#### EXTRAIT CHOISI
- - - -

Tout d’abord, je crois nécessaire d’examiner les idées de « mérite (merit, en anglais) » et de « rétribution (Verdienst, en allemand) ». Que signifient-ils en relation avec le bonheur ? Est-ce qu’ils signifient de manière implicite que nous devons « gagner » le bonheur ou que nous devons le « mériter » ? « Gagner » veut dire que vous avez un travail et qu’on vous paye, donc que vous avez gagné quelque chose. De la même manière, est-ce que nous travaillons à être bon et gagnons notre bonheur ? Est-ce de cela qu’il s’agit ? Ou bien cela signifie-t-il que nous méritons le bonheur. « J’ai un droit à être heureux. J’ai payé ce que je devais et maintenant j’ai le droit d’avoir un produit de bonne qualité. Si ce n’est pas le cas, c’est qu’on m’a trompé. » Telles sont les questions sérieuses que soulèvent ces traductions, d’autant que de manière évidente « mérite » ne peut vouloir dire gagner des points et gagner un concours. Examinons quelques questions fondamentales sur lesquelles j’aimerais que vous réfléchissiez, ensuite nous pourrons entamer la discussion. 

Avons-nous un droit au bonheur ?

Tout le monde est-il censé avoir droit à un traitement équitable dans la vie ? C’est comme l’idéal socialiste : chacun a le droit d’avoir un travail, une maison confortable, de la nourriture, etc. Y avons-nous droit simplement du fait de notre nature de bouddha, ou devons-nous gagner ce droit ?  Doit-on faire quelque chose pour l’obtenir ? Qu’en pensez-vous ? Sommes-nous censés avoir une belle maison et être heureux ?  Avons-nous un droit au bonheur ?  Sur un plan psychologique, certaines personnes estiment qu’elles n’ont pas le droit d’être heureuses, et ne se le permettent pas. Pourquoi ?

[Temps de réflexion]

Vous pourriez dire que nous avons le droit d’être heureux, d’avoir une maison, etc., mais en mettant les choses ainsi nous versons à nouveau dans la connotation du mot allemand « verdienen » (rétribuer) ; cela véhicule l’idée que quelqu’un nous octroie ce droit. Quelqu’un nous a-t-il donné ce droit au bonheur, ou possédons-nous ce droit naturellement ? Pourquoi avons-nous le droit d’avoir une vie heureuse et pourquoi avons-nous le droit d’avoir une maison confortable ? Y a-t-il une différence entre ces deux droits ?

- - - -

#### CONSIGNE DONNÉE A
Dans l'extrait sur le droit au bonheur, que veut dire « gagner » ?
#### CONSIGNE DONNÉE B
Citez tout le passage de l'extrait sur le droit au bonheur, depuis « Vous pourriez dire » jusqu'à « ces deux droits ? ».

- - - -

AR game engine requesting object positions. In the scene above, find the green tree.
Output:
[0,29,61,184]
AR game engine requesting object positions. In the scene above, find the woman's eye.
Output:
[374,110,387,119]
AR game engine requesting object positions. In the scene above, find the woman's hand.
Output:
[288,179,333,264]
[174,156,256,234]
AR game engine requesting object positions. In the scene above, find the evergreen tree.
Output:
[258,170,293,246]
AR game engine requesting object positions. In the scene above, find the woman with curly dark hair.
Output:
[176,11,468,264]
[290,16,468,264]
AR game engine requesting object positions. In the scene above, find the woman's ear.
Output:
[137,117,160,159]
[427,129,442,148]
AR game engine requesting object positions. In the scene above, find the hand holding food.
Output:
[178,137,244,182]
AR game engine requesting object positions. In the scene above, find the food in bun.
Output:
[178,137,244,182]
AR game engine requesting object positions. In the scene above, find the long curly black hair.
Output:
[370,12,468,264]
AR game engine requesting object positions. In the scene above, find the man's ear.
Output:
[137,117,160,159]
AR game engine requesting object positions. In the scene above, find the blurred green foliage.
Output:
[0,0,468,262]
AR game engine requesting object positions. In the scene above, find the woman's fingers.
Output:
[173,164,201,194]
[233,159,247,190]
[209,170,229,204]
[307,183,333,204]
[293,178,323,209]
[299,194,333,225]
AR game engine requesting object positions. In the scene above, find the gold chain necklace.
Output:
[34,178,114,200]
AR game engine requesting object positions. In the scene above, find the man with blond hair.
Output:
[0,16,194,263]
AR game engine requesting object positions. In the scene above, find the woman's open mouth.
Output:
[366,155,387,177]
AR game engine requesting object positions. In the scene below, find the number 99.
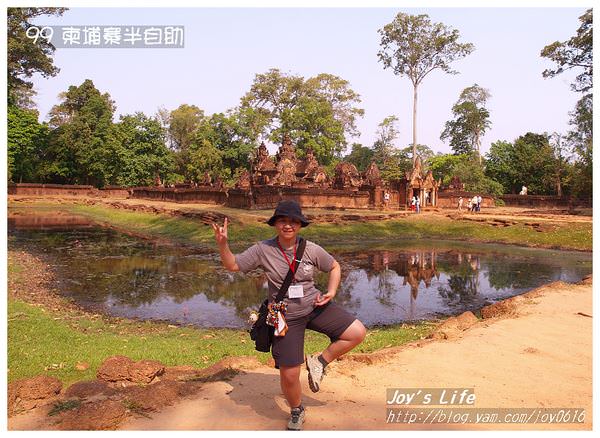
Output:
[25,26,54,44]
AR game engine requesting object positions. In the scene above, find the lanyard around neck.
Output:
[277,239,297,274]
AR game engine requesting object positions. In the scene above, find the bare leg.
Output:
[321,319,367,362]
[279,365,302,408]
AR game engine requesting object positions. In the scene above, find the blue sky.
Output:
[29,7,585,153]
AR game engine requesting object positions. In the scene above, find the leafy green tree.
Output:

- - - -

#### RÉSULTAT A
Cela veut dire que vous avez un travail et qu'on vous paye, donc que vous avez gagné quelque chose.

#### RÉSULTAT B
Vous pourriez dire que nous avons le droit d’être heureux, d’avoir une maison, etc., mais en mettant les choses ainsi nous versons à nouveau dans la connotation du mot allemand « verdienen » (rétribuer) ; cela véhicule l’idée que quelqu’un nous octroie ce droit. Quelqu’un nous a-t-il donné ce droit au bonheur, ou possédons-nous ce droit naturellement ? Pourquoi avons-nous le droit d’avoir une vie heureuse et pourquoi avons-nous le droit d’avoir une maison confortable ? Y a-t-il une différence entre ces deux droits ?